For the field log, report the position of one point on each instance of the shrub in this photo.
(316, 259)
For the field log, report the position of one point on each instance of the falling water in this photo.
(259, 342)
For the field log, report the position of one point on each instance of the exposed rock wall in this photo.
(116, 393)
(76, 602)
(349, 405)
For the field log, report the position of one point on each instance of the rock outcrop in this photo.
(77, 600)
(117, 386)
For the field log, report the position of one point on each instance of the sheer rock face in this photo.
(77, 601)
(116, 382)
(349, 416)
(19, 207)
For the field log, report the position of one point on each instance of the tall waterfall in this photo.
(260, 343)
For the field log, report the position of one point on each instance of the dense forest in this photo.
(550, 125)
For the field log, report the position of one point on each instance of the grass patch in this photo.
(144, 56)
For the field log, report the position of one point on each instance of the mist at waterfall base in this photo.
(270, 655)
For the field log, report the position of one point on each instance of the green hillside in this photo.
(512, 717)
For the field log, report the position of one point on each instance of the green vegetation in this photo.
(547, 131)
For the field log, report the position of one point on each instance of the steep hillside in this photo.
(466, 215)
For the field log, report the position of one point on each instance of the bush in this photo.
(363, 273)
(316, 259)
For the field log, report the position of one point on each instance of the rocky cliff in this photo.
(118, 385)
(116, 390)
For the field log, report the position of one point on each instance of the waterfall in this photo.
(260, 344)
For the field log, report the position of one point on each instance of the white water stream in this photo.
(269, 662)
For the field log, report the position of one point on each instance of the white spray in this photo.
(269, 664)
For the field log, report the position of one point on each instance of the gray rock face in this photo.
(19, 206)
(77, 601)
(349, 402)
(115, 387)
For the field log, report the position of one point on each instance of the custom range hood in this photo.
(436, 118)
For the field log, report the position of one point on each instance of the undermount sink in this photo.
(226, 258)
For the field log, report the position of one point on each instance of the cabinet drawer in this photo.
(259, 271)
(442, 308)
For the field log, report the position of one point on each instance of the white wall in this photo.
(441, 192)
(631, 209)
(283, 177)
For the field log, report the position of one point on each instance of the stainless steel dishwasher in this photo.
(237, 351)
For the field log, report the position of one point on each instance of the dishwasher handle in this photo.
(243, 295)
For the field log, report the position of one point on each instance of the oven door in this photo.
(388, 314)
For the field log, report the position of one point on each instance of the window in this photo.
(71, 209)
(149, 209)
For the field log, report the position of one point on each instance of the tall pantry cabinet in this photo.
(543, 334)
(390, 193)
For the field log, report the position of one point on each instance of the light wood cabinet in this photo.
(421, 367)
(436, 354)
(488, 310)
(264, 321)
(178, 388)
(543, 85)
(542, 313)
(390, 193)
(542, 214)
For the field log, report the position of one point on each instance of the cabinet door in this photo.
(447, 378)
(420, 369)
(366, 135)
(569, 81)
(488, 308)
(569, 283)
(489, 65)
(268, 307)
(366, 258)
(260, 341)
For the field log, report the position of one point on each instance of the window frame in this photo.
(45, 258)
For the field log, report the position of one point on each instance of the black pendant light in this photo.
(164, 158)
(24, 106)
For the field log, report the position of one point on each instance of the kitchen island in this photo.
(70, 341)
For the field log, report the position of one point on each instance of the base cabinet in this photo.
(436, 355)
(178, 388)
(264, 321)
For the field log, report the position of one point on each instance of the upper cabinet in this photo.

* * * * * * *

* [Given task] Go through the entries and repeat each one exactly.

* [Worked solution]
For the field log, report the position of one point on each instance of the shrub in this photo.
(316, 259)
For the field log, report the position of one point on each instance of the falling water in this photo.
(259, 342)
For the field log, report the position of one point on each instance of the exposed rock wall in this photo.
(116, 393)
(76, 602)
(349, 405)
For the field log, report the position of one point on each instance of the rock outcrop in this photo.
(77, 600)
(117, 386)
For the field log, report the position of one point on each instance of the sheer rock face in this photo.
(77, 601)
(116, 382)
(349, 416)
(19, 207)
For the field log, report the position of one point on each instance of the tall waterfall in this photo.
(260, 343)
For the field log, report the position of one point on each instance of the dense forest in this photo.
(550, 125)
For the field log, report the position of one point on each instance of the grass patch in this photo.
(144, 56)
For the field log, report the position of one point on each instance of the mist at waterfall base in this photo.
(270, 655)
For the field log, report the position of one point on each instance of the green hillside in this photo.
(512, 717)
For the field log, report the position of one point on each instance of the green vegetation in this photo.
(547, 131)
For the field log, report the position of one point on each instance of the steep hillside in this photo.
(466, 215)
For the field log, report the position of one point on each instance of the bush in this photo.
(363, 273)
(316, 259)
For the field log, report the position of one point on each instance of the rocky cliff in this photo.
(118, 385)
(116, 390)
For the field log, report the position of one point on each instance of the waterfall in this photo.
(260, 344)
For the field log, report the position of one point on each instance of the white water stream in this photo.
(269, 662)
For the field log, report the position of one point on each instance of the white spray in this photo.
(269, 664)
For the field log, report the position of one point on each instance of the gray rock face in this photo.
(19, 206)
(77, 601)
(349, 402)
(115, 387)
For the field log, report the position of one point on each instance of the custom range hood in this photo.
(436, 118)
For the field log, report the position of one point on each instance of the undermount sink in this photo.
(226, 258)
For the field log, report the position of one point on each instance of the cabinet drawer in this photo.
(259, 271)
(442, 308)
For the field log, report the position of one point on each instance of the white wall in this photo.
(441, 192)
(631, 209)
(283, 177)
For the field log, report the position of one point on each instance of the stainless steel dishwasher in this photo.
(237, 351)
For the field log, report the position of one point on each instance of the dishwasher handle in this photo.
(243, 295)
For the field log, report the position of one point on each instance of the oven door in this photo.
(388, 314)
For the field log, report the position of one point on each instance of the window in this photo.
(71, 209)
(149, 209)
For the field log, report the position of one point on each instance of the tall pantry cabinet in this photo.
(543, 334)
(390, 193)
For the field log, report the position of one point on each instance of the light wood cabinet in this photo.
(421, 367)
(436, 354)
(488, 310)
(264, 321)
(178, 388)
(543, 85)
(542, 313)
(390, 193)
(542, 214)
For the field log, report the position of one point on each instance of the cabinet door in this photo.
(447, 378)
(420, 369)
(366, 135)
(569, 81)
(488, 308)
(569, 283)
(489, 65)
(268, 307)
(366, 258)
(260, 341)
For the field log, report the position of one point on each instance of the window frame in this photo.
(45, 258)
For the field log, report the position of one point on each instance of the black pendant light in this photo.
(164, 158)
(24, 106)
For the field log, report the position of one point on each instance of the kitchen island in this photo.
(70, 341)
For the field log, report the position of one point on each instance of the base cabinet in this photo.
(436, 355)
(178, 388)
(264, 321)
For the field log, report the position of one point on each instance of the upper cabinet in this photo.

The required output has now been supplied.